SOURCE TEXT ->
In view of these reasons, it is clear that the mandate of the Constitution, as interpreted by authoritative judgments of the Supreme Court is that reservations cannot exceed 50%. In that sense, the proposal of Rajasthan Government to go beyond the limit of 50%, while providing reservations to the Gujjar community is unconstitutional.
The Magic blackbox of the 9th Schedule to the Constitution
In respect of the reservation to be provided to the Gujjar community, the Rajasthan Government has further proposed to include the Bill (for providing reservations in excess of the permissible limit of 50%) in the Ninth Schedule to the Constitution so that it becomes safe from being declared as unconstitutional by way of judicial review. Let us now examine this issue.
Article 31-B was inserted in the Constitution by the First Amendment to the Constitution. The purpose of this article was to grant immunity or protection from judicial review to the Acts and Regulations that were put in the Ninth Schedule to the Constitution. It is reproduced as under:
“31B. Validation of certain Acts and Regulations.- Without prejudice to the generality of the provisions contained in Article 31A, none of the Acts and Regulations specified in the Ninth Schedule nor any of the provisions thereof shall be deemed to be void, or ever to have become void, on the ground that such Act, Regulation or provision is inconsistent with, or takes away or abridges any of the rights conferred by, any provisions of this Part, and notwithstanding any judgment, decree or order of any court or tribunal to the contrary, each of the said Acts and Regulations shall, subject to the power of any competent Legislature to repeal or amend it, continue in force.”
So, Ninth Schedule to the Constitution is like a magic blackbox which makes its contents invisible to judicial review and its contents shall always be considered to be valid even if they take away or abridge any fundamental right and even if judgment or order of any court declares them to be invalid. Thus, the Parliament can put any Act or Regulation in the Ninth Schedule to the Constitution and by a magic, such Act or Regulation will become immune from any judicial review and will always be considered to be valid merely because it has been put in the Ninth Schedule.

ACTIONS TO TAKE ->
[1] In the passage on the Ninth Schedule, rename "judicial review" to "court scrutiny" throughout the stretch from "So, Ninth Schedule" through "the Ninth Schedule.", and write that stretch out again.
[2] Translate this sentence from the passage on the Ninth Schedule into Spanish: "Article 31-B was inserted in the Constitution by the First Amendment to the Constitution."

RECORD EXCERPTS ->

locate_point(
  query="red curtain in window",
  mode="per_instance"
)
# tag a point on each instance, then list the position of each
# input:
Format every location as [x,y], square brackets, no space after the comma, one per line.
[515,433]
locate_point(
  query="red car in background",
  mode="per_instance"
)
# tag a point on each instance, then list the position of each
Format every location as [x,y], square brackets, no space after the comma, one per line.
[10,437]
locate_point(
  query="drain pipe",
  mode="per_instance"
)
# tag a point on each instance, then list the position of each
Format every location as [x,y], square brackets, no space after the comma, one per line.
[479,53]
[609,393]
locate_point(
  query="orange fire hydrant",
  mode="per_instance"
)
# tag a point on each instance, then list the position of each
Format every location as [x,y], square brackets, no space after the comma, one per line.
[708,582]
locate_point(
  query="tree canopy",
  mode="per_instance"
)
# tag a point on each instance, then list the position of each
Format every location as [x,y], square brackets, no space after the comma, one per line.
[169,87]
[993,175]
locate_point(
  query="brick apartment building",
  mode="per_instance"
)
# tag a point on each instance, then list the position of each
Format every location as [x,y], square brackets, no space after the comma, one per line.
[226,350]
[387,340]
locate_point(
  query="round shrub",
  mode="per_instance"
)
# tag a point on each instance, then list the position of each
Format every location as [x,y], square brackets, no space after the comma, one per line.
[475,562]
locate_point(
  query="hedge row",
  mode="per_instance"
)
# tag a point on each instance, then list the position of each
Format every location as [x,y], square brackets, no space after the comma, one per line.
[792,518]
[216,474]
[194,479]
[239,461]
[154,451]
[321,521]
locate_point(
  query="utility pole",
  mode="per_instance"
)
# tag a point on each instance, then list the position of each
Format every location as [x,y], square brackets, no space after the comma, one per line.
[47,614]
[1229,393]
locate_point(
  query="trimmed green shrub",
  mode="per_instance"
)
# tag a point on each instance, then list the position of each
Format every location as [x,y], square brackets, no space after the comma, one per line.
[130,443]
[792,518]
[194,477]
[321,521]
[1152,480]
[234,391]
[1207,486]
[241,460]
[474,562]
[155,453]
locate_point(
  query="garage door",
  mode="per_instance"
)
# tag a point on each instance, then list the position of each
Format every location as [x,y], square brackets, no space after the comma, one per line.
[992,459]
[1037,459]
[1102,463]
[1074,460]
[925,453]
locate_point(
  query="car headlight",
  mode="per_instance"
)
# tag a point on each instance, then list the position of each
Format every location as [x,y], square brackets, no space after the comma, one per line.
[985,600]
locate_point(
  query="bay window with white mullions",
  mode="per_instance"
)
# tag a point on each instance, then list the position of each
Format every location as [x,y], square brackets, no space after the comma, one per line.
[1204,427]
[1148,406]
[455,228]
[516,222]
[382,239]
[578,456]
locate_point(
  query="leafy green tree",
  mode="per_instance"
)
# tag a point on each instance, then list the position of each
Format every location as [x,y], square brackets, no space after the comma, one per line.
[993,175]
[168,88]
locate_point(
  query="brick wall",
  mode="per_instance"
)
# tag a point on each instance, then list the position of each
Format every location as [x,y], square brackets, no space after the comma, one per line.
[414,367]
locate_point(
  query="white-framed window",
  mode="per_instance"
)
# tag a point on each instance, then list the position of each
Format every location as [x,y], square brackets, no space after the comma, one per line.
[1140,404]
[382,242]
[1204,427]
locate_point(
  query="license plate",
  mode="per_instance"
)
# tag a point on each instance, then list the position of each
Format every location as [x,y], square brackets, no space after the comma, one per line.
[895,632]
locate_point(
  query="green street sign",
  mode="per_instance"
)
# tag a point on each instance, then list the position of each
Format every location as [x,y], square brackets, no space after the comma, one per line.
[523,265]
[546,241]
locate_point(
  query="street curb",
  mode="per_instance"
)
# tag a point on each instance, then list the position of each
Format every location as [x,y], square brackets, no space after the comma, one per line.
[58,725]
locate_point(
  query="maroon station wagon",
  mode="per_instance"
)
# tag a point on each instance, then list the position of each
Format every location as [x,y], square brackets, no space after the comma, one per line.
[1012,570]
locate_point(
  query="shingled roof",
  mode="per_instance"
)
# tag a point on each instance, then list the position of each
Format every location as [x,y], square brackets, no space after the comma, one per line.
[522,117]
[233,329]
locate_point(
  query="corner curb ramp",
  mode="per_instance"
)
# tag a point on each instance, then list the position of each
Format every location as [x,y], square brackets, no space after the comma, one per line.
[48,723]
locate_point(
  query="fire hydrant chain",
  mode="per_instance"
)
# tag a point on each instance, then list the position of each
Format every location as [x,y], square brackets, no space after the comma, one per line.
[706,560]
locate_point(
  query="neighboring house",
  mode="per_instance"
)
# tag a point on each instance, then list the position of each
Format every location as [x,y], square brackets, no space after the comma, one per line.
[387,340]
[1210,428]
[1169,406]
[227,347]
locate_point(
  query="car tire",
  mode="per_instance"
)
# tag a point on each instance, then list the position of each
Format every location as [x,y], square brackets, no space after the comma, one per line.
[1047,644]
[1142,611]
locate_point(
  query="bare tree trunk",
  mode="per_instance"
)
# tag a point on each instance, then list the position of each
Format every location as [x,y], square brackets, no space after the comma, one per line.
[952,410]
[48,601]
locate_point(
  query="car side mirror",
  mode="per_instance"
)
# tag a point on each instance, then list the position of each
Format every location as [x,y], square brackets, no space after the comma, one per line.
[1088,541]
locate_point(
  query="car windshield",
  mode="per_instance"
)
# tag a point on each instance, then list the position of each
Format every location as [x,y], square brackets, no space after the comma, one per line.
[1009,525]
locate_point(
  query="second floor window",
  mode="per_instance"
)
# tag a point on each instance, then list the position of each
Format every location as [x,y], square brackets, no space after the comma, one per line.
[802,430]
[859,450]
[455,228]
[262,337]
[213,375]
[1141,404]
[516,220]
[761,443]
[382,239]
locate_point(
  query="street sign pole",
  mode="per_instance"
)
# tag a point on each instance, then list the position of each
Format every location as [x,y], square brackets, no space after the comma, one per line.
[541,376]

THE RESULTS ->
[1]
So, Ninth Schedule to the Constitution is like a magic blackbox which makes its contents invisible to court scrutiny and its contents shall always be considered to be valid even if they take away or abridge any fundamental right and even if judgment or order of any court declares them to be invalid. Thus, the Parliament can put any Act or Regulation in the Ninth Schedule to the Constitution and by a magic, such Act or Regulation will become immune from any court scrutiny and will always be considered to be valid merely because it has been put in the Ninth Schedule.

[2] El artículo 31-B fue incorporado a la Constitución mediante la Primera Enmienda a la Constitución.